— Challenge —
Locate each line in the records below that contains the word "blurred" and reproduce every such line in full.

— Extracted records —

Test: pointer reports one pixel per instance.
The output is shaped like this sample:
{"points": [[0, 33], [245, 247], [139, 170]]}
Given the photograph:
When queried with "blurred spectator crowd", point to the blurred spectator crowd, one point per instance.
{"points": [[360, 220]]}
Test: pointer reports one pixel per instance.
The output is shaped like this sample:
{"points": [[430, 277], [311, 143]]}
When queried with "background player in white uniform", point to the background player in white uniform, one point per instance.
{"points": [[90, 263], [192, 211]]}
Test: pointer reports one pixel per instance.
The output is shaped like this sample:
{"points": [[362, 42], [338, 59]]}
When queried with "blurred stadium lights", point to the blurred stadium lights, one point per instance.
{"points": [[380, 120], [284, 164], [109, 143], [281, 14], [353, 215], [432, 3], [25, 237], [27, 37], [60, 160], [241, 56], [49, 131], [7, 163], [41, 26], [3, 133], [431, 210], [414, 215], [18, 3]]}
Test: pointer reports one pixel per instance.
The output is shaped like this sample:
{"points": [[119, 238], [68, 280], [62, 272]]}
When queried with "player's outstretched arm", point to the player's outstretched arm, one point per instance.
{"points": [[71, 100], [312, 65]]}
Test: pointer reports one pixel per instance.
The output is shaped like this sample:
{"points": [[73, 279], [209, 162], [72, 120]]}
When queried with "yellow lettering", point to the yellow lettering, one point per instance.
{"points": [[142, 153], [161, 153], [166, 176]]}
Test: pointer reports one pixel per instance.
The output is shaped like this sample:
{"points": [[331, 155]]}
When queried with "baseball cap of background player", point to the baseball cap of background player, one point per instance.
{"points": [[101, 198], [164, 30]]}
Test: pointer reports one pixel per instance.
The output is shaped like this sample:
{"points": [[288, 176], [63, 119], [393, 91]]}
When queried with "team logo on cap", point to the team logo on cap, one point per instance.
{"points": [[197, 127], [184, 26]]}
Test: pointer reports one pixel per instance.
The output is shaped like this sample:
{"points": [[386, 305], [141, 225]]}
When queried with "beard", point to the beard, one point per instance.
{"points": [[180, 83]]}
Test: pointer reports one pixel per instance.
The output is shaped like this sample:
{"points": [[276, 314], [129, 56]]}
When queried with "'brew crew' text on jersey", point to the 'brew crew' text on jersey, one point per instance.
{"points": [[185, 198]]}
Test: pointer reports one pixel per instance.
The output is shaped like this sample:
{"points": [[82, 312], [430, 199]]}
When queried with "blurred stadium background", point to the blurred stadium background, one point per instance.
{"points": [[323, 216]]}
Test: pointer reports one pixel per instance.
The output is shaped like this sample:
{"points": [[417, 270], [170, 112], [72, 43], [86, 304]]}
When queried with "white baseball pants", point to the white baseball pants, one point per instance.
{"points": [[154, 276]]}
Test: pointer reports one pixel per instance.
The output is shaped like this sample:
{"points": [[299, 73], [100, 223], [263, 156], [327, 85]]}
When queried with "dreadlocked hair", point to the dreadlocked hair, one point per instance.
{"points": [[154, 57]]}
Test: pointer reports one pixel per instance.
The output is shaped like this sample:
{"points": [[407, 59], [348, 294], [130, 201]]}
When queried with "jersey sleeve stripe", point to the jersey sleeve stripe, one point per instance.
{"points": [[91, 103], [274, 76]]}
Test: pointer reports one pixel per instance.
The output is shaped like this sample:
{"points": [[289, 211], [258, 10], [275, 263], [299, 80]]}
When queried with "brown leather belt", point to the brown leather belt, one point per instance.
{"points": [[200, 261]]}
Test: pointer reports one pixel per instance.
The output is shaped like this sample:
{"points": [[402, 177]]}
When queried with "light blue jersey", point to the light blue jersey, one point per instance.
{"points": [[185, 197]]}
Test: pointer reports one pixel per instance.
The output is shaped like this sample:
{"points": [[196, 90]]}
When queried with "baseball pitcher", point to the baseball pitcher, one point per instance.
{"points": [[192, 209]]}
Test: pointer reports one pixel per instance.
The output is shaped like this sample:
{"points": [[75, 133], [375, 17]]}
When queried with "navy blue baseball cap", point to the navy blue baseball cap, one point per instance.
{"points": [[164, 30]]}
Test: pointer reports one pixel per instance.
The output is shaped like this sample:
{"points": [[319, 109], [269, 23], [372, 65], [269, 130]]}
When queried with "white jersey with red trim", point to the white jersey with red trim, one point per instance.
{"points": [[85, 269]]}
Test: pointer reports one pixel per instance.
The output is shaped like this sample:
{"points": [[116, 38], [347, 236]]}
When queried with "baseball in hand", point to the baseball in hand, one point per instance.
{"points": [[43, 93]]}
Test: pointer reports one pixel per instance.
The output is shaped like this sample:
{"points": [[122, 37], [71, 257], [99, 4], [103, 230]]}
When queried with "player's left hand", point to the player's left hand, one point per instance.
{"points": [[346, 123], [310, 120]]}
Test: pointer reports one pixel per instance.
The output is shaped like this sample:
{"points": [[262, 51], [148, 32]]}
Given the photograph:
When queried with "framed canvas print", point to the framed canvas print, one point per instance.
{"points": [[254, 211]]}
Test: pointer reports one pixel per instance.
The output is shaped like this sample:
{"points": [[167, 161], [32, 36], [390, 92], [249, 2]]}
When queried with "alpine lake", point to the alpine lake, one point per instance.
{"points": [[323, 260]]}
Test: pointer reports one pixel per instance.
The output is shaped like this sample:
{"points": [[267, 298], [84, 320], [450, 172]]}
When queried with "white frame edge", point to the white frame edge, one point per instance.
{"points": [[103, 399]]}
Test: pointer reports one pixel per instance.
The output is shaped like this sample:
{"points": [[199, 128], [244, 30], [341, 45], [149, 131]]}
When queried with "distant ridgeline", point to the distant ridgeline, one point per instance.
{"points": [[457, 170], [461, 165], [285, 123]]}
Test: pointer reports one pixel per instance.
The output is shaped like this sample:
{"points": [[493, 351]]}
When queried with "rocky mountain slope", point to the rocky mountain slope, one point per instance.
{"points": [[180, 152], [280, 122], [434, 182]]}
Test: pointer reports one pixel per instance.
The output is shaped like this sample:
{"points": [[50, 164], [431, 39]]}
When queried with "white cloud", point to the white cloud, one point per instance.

— Reply to the task —
When queried with "blurred spectator crowd", point to the blurred spectator crowd, one point per instance.
When queried with "blurred stadium lights", point to the blurred stadium lights, one point per instance.
When queried with "blurred stadium background", point to the blurred stadium background, one point per instance.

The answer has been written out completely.